__What needs to be done__: Retype all the records with nothing changed.

━━━ Information provided ━━━

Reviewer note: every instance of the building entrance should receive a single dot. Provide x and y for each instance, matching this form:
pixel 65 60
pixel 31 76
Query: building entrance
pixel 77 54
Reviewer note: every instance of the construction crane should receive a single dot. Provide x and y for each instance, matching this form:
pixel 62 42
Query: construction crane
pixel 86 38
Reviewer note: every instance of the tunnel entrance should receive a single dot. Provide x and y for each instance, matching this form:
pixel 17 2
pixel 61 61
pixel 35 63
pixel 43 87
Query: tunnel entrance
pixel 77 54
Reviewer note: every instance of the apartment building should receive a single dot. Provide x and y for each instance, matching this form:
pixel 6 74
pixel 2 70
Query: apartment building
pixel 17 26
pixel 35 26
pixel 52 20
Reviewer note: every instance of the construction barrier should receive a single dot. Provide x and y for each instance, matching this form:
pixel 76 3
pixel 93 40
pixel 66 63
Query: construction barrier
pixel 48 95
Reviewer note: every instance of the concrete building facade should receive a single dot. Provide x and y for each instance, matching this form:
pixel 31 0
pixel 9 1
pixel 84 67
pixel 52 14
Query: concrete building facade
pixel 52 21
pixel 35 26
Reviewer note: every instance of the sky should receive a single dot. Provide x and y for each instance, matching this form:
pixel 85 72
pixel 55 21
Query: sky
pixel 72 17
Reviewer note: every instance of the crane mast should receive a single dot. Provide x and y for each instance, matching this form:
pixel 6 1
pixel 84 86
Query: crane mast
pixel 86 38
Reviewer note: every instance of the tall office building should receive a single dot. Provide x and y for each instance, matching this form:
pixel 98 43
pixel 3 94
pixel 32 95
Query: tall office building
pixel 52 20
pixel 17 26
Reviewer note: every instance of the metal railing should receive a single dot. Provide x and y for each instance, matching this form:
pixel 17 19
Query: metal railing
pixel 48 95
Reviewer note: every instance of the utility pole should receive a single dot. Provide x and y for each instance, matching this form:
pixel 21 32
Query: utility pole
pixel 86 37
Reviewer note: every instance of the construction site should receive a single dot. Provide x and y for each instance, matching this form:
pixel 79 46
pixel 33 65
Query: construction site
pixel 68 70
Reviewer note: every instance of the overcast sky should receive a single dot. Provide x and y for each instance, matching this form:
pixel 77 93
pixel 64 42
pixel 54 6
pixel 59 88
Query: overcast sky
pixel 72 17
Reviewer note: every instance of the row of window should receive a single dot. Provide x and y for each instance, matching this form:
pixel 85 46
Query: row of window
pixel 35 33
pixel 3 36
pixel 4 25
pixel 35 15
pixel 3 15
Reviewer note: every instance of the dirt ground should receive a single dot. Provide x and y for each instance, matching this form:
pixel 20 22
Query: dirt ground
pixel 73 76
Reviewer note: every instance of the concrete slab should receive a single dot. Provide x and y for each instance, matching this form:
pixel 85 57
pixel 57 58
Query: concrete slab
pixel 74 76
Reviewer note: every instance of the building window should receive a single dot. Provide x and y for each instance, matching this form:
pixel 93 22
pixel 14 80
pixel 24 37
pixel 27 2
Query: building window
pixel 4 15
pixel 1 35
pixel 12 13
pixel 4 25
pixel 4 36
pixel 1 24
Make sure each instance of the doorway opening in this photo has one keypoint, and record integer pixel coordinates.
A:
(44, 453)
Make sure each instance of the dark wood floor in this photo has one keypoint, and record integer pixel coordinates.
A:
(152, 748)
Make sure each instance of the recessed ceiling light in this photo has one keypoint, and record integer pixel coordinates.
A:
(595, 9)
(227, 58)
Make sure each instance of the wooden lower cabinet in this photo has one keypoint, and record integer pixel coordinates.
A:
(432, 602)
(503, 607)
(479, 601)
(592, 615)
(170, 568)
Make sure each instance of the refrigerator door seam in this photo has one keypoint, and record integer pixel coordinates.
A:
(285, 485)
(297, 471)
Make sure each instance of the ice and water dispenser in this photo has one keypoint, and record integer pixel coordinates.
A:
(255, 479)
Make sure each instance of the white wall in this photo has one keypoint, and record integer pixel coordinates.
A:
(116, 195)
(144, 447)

━━━

__The answer__:
Reviewer note: every instance of the building entrance should receive a single dot. Provide x and y for each instance, matching this form:
pixel 65 60
pixel 31 76
Query: building entrance
pixel 77 54
Reviewer note: every instance of the construction crane should receive a single dot. Provide x and y for each instance, matching this form:
pixel 62 42
Query: construction crane
pixel 86 38
Reviewer note: every instance of the tunnel entrance should receive a single dot. Provide x and y for each instance, matching this form:
pixel 17 2
pixel 61 61
pixel 35 63
pixel 43 87
Query: tunnel entrance
pixel 77 54
Reviewer note: every instance of the apartment building should receive a single dot. Provide x and y for each instance, matching this form:
pixel 6 74
pixel 2 70
Query: apartment building
pixel 17 26
pixel 35 26
pixel 52 20
Reviewer note: every instance of the construction barrier should receive a single dot. Provide x and y for each instance, matching this form:
pixel 76 3
pixel 93 40
pixel 66 63
Query: construction barrier
pixel 48 95
Reviewer note: every instance of the concrete building facade should receive a single dot. Provide x and y for each instance, matching this form:
pixel 31 0
pixel 9 1
pixel 84 67
pixel 52 14
Query: concrete building facade
pixel 52 21
pixel 35 26
Reviewer note: every instance of the sky should receive a single dot. Provide x and y for each instance, matching this form:
pixel 85 72
pixel 55 21
Query: sky
pixel 72 17
Reviewer note: every instance of the crane mast should receive a single dot. Provide x and y for each instance, matching this form:
pixel 6 1
pixel 84 86
Query: crane mast
pixel 86 38
Reviewer note: every instance of the tall office building should receive a single dot. Provide x and y for each instance, matching this form:
pixel 98 43
pixel 3 94
pixel 32 95
Query: tall office building
pixel 52 20
pixel 17 26
Reviewer note: every instance of the metal railing should receive a single dot. Provide x and y for each instance, matching this form:
pixel 17 19
Query: metal railing
pixel 48 95
Reviewer note: every instance of the utility pole should receive a single dot. Provide x and y for each instance, matching this form:
pixel 21 32
Query: utility pole
pixel 86 37
Reviewer note: every instance of the construction site should receive a single dot. Provide x and y for each instance, matching this form:
pixel 79 46
pixel 33 65
Query: construction site
pixel 68 70
Reviewer note: every instance of the overcast sky should receive a single dot. Provide x and y for each instance, matching this form:
pixel 77 93
pixel 64 42
pixel 54 6
pixel 59 88
Query: overcast sky
pixel 72 17
Reviewer note: every instance of the row of window should receive a single dot. Provide x and y for each instance, matching this form:
pixel 85 46
Query: row of window
pixel 35 33
pixel 3 36
pixel 4 25
pixel 35 15
pixel 3 15
Reviewer note: every instance of the dirt ground should receive a single dot. Provide x and y for each instance, matching this form:
pixel 20 22
Query: dirt ground
pixel 73 76
Reviewer note: every instance of the concrete slab should receive a single dot. Provide x and y for each instance, matching this form:
pixel 85 57
pixel 57 58
Query: concrete slab
pixel 74 76
Reviewer note: every instance of the building window should receive a single dot. Provide x and y for each instance, matching this form:
pixel 93 22
pixel 14 80
pixel 24 37
pixel 27 2
Query: building window
pixel 4 15
pixel 1 35
pixel 12 13
pixel 4 25
pixel 4 36
pixel 1 24
Make sure each instance of the doorway opening in this photo has one keypoint, and record integer pixel coordinates.
A:
(44, 453)
Make sure each instance of the dark wood floor in this photo has one keypoint, and record integer pixel coordinates.
A:
(152, 748)
Make sure each instance of the recessed ceiling light in this photo has one keypoint, and record integer pixel coordinates.
A:
(595, 9)
(227, 58)
Make sure each instance of the wooden lower cabinet in this photo has one keypoint, and record integer pixel coordinates.
A:
(432, 602)
(503, 607)
(479, 601)
(592, 615)
(170, 568)
Make sure each instance of the refrigerator door seam in this photo has one keypoint, and record integer pixel coordinates.
A:
(285, 485)
(297, 471)
Make sure each instance of the ice and water dispenser in this photo has one keypoint, and record integer pixel coordinates.
A:
(255, 479)
Make sure each instance of the white wall in this photo has one keypoint, and record integer pixel coordinates.
A:
(116, 195)
(144, 447)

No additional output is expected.